■ Your goal: Find every line in the material below that contains the word "outline" and copy each of those lines.

— begin Data for this exercise —

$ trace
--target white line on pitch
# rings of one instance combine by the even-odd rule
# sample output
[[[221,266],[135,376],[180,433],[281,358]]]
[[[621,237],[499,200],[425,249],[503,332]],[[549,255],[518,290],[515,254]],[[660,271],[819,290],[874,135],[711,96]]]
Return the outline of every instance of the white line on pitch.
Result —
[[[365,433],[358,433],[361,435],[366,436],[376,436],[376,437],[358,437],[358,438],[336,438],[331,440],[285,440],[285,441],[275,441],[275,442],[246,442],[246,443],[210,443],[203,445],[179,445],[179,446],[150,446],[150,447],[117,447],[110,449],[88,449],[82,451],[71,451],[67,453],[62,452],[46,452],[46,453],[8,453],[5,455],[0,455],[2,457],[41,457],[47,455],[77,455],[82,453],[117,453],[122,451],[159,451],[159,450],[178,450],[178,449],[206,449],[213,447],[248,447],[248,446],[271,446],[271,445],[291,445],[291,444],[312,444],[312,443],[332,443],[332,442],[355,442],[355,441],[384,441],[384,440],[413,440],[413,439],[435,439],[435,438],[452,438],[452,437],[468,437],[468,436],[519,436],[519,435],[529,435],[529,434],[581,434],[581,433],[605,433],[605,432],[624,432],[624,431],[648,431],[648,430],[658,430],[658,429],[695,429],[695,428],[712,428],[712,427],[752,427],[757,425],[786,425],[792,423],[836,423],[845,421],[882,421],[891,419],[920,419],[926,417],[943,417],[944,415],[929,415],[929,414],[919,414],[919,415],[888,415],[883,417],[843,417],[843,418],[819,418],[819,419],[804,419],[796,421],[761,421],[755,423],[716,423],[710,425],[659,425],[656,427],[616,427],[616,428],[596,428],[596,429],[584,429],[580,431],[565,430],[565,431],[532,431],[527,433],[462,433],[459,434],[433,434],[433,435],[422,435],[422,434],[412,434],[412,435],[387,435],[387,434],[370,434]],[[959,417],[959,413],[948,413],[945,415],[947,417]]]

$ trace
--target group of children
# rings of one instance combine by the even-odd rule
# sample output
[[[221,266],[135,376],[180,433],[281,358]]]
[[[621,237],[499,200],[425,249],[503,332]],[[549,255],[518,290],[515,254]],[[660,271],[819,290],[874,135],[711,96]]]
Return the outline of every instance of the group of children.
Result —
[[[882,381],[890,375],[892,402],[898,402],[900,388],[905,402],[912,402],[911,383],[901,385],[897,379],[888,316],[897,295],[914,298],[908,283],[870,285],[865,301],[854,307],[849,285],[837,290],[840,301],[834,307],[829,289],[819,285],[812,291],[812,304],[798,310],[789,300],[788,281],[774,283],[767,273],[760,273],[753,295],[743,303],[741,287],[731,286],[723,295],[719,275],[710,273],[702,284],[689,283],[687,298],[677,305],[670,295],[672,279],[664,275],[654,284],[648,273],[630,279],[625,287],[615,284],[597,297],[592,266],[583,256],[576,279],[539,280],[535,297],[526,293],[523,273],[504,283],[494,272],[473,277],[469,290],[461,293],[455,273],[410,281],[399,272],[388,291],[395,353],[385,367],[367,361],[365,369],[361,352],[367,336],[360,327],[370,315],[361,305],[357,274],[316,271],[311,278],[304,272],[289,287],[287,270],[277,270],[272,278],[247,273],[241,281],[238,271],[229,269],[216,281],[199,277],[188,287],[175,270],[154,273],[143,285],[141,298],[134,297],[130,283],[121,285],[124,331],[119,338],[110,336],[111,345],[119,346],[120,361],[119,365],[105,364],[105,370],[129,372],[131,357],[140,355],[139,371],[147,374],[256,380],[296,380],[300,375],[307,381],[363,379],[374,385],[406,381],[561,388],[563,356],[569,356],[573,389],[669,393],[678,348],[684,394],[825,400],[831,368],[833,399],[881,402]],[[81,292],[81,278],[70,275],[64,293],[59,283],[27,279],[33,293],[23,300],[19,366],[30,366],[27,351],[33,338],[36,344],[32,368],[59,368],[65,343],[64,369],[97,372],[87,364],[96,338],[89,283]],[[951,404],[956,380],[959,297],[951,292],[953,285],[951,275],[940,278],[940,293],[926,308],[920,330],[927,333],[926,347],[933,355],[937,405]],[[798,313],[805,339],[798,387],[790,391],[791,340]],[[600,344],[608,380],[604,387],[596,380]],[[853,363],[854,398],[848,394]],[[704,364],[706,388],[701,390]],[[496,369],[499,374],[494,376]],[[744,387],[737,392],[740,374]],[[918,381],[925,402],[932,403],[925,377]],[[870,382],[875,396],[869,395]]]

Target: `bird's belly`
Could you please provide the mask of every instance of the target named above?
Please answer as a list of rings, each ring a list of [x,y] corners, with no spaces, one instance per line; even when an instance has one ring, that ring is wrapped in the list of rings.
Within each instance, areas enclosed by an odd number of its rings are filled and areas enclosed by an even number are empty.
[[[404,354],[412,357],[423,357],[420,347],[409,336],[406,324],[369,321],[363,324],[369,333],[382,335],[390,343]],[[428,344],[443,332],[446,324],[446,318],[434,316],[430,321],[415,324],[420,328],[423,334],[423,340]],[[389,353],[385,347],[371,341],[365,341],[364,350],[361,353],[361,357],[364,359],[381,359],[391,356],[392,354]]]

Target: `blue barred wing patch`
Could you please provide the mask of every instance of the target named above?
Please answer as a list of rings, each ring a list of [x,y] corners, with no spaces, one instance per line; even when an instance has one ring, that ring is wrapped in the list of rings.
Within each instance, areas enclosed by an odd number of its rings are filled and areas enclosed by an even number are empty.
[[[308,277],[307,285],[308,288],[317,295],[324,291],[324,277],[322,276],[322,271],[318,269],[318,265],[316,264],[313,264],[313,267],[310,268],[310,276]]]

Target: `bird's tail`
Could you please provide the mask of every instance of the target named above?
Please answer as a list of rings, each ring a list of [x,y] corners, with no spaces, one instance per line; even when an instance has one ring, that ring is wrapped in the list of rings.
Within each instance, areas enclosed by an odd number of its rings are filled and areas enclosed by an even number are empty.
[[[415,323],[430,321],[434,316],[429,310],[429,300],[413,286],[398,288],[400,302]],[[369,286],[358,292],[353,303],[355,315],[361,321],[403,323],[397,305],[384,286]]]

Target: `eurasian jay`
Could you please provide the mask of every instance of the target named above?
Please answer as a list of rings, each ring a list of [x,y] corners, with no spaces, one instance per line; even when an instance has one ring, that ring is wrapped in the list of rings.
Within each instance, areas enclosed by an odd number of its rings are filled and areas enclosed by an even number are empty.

— end Data for this exercise —

■ Task output:
Return the outline of every instance of the white line on pitch.
Return the outline of every instance of the group of children.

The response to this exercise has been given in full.